### Auftrag
Entnimm dem Seitenauszug über die Kosten des schönen Alterns die Stelle von „Mit der verbesserten“ bis „umworbener Markt geworden.“ im genauen Wortlaut.

### Seitenauszug

'''

Schönes Altern kostet Geld

Mit der verbesserten wirtschaftlichen Lage der älteren Menschen begann sich im letzten Viertel des 20. Jahrhunderts das Bild eines dritten Lebensabschnitts zu formen. «So begann die «Pro Senectute» – eine Institution, die sich lange fast ausschliesslich dem Kampf gegen die Altersarmut verschrieben hatte – nun zusehends, soziale Aktivitäten anzubieten und sich dafür zu engagieren, dass auch alte Menschen als tatkräftig und aktiv wahrgenommen wurden. Als wertvolle Mitglieder der Gesellschaft, die sich um ihre Enkel kümmerten oder ehrenamtliche Vereinsarbeit leisteten.» Auch die Wirtschaft entdeckte zusehends ihr Interesse an aktiven Alten. Ob E-Bikes oder Flusskreuzfahrten, Wellness oder Wanderferien: Alte Leute sind innert weniger Jahrzehnte ein interessanter und umworbener Markt geworden.

Das heisst: Umworben werden bloss jene, die sich die entsprechenden Produkte auch leisten können. «Die Alters­armut ist nicht einfach komplett verschwunden», sagt Alix Heiniger. «Nicht alle können an dieser schönen neuen Welt der Senioren-Unis und Pensionierten- Wandergruppen teilnehmen. Sogar für ein einfaches Sozial­leben braucht es ein bisschen Geld. Man muss es sich leisten können, Freunde im Kaffee zu treffen, sie einzu laden oder etwas mitzubringen.» Manchen Alten mangelt es auch heute noch am Portemonnaie, anderen an der Gesundheit. «Wer seinen Körper in einer aufreibenden Arbeit kaputtgeschuftet hat, dem nützen die schönsten Angebote nichts. Und unfairerweise korrelieren Geld und Gesundheit. Wer einer gut bezahlten Arbeit nachging, ist eher gesund, wer sich kaputtgeschuftet hat, hat das oft auch noch für wenig Lohn getan und ist eher von Alters armut betroffen.» Besonders verletzlich sind dabei einmal mehr Frauen und vor allem Ausländer_innen. Die einen haben oft schlecht bezahlte Verschleiss-Jobs, die andern weisen in ihren Arbeitsbiografien oft Beitragslücken auf (etwa wegen Kinderpausen oder der Pflege der Eltern), die vom Rentensystem auch nicht gerade honoriert werden.

'''

### Datensätze im Auszug
'''

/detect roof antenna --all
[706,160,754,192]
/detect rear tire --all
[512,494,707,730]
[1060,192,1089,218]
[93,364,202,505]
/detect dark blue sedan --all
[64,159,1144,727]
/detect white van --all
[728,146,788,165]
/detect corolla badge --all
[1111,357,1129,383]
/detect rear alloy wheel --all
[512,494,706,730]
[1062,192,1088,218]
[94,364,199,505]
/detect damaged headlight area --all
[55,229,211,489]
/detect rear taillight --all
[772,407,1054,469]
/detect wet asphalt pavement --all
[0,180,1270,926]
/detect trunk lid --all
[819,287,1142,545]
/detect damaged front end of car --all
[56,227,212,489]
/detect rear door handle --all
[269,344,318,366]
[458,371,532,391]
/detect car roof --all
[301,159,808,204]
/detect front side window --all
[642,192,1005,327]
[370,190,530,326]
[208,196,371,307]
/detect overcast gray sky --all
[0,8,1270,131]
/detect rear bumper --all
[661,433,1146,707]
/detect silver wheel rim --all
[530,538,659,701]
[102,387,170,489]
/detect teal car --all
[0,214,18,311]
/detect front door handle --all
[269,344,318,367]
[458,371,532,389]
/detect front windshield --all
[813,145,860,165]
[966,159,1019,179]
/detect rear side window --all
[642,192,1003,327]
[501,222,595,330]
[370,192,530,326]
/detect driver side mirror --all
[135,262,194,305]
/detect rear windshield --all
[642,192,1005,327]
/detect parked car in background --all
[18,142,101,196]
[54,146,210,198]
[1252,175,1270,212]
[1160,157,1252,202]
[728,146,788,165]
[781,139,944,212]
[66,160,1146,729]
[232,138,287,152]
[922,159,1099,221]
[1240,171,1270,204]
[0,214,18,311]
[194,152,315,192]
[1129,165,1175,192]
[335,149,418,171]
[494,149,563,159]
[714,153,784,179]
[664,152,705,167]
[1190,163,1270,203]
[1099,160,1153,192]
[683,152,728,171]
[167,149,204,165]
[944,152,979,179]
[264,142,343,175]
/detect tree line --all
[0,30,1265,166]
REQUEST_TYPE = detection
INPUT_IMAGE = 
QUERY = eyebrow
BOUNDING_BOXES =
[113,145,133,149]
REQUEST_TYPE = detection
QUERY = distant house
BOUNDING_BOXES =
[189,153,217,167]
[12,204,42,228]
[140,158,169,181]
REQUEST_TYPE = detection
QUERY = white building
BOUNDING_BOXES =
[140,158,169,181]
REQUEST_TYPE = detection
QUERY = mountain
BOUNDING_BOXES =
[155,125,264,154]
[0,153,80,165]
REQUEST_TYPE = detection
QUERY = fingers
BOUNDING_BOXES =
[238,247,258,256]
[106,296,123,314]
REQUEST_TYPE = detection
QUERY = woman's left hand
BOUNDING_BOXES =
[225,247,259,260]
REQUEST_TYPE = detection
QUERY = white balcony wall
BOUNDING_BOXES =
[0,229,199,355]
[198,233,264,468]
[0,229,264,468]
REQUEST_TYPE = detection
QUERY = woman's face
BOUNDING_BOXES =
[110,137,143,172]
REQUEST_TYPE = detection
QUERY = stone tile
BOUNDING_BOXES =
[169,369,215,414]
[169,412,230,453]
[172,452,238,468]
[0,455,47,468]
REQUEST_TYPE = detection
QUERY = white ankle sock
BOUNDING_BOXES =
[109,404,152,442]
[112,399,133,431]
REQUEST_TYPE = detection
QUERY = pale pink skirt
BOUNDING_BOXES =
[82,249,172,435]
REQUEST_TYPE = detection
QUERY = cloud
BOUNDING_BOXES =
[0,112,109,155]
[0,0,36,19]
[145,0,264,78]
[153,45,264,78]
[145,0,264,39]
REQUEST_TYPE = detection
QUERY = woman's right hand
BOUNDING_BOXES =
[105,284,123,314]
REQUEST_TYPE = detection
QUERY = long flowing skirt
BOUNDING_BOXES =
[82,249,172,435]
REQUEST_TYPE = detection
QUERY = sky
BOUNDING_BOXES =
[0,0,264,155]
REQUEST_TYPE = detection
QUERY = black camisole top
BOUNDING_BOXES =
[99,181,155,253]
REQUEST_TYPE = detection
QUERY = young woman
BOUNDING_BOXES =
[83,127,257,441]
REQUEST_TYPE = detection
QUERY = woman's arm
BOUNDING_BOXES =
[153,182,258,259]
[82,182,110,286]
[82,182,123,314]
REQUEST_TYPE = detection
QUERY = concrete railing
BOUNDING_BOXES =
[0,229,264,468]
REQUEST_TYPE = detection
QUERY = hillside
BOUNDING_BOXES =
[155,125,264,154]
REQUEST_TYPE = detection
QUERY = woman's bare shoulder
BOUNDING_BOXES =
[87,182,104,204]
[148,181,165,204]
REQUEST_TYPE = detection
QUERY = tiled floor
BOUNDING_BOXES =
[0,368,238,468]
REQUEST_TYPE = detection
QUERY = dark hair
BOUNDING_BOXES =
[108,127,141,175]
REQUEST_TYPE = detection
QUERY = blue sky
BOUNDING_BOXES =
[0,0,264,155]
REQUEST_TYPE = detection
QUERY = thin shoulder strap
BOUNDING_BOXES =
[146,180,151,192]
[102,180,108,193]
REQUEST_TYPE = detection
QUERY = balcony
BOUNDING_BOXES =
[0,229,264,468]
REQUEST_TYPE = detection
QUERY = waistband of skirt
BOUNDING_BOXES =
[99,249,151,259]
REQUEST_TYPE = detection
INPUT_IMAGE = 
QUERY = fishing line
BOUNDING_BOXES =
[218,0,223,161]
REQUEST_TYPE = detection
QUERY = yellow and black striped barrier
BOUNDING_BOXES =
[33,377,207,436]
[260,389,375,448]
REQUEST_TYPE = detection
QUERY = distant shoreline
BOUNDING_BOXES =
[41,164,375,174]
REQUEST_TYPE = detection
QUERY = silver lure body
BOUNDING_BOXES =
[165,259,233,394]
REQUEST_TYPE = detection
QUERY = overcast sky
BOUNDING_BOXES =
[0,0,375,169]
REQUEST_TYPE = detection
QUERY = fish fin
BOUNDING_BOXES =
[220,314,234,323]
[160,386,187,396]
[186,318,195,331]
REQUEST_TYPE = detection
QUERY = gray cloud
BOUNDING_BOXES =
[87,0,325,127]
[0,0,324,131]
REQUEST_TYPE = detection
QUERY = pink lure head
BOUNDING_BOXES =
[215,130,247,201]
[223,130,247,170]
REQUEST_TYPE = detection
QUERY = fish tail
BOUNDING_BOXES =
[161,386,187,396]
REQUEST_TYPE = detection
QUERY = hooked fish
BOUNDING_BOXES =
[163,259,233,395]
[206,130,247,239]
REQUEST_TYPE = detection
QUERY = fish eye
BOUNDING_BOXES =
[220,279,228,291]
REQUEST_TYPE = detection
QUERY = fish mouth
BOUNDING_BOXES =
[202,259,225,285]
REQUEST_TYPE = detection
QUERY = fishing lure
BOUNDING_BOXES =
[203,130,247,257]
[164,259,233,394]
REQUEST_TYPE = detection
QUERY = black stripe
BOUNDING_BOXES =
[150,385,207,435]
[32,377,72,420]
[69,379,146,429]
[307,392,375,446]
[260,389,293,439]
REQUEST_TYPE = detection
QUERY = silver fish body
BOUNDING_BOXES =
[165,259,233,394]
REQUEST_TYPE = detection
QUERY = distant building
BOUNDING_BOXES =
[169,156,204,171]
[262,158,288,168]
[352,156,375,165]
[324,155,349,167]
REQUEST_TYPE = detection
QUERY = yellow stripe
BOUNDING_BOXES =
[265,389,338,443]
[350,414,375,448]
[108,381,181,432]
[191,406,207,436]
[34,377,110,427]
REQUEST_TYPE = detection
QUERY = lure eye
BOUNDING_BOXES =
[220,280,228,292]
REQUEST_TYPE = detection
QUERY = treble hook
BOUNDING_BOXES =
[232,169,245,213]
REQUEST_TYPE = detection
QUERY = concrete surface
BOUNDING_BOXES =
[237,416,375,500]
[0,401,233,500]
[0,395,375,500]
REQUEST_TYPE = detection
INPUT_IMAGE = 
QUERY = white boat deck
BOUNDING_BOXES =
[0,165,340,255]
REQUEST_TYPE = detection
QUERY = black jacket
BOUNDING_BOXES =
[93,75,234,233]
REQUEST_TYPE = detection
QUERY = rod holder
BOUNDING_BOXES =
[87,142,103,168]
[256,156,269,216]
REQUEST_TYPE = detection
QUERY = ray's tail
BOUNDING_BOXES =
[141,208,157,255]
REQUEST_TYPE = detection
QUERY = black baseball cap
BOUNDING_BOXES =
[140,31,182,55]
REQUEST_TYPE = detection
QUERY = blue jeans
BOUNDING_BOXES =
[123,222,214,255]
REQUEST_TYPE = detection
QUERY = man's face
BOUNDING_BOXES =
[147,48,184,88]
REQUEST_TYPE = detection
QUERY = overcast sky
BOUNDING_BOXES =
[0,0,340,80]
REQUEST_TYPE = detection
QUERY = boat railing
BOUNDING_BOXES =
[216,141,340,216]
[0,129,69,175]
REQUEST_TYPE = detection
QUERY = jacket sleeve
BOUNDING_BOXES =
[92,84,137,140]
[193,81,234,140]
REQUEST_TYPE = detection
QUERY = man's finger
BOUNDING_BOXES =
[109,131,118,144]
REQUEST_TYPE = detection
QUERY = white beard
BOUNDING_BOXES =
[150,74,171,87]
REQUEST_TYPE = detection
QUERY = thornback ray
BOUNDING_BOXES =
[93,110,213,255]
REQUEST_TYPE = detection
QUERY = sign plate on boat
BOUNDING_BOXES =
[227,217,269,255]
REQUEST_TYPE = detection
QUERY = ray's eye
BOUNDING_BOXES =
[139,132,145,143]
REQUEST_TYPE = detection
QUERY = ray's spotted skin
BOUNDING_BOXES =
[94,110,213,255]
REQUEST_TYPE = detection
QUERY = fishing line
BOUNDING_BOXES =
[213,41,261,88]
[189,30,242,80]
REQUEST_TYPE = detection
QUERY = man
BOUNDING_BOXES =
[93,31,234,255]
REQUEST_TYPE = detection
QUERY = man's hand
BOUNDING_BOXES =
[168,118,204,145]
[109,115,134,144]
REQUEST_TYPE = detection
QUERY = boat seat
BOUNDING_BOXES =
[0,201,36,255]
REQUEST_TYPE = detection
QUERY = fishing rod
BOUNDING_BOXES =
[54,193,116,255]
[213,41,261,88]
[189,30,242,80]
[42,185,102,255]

'''

### Antwort
Mit der verbesserten wirtschaftlichen Lage der älteren Menschen begann sich im letzten Viertel des 20. Jahrhunderts das Bild eines dritten Lebensabschnitts zu formen. «So begann die «Pro Senectute» – eine Institution, die sich lange fast ausschliesslich dem Kampf gegen die Altersarmut verschrieben hatte – nun zusehends, soziale Aktivitäten anzubieten und sich dafür zu engagieren, dass auch alte Menschen als tatkräftig und aktiv wahrgenommen wurden. Als wertvolle Mitglieder der Gesellschaft, die sich um ihre Enkel kümmerten oder ehrenamtliche Vereinsarbeit leisteten.» Auch die Wirtschaft entdeckte zusehends ihr Interesse an aktiven Alten. Ob E-Bikes oder Flusskreuzfahrten, Wellness oder Wanderferien: Alte Leute sind innert weniger Jahrzehnte ein interessanter und umworbener Markt geworden.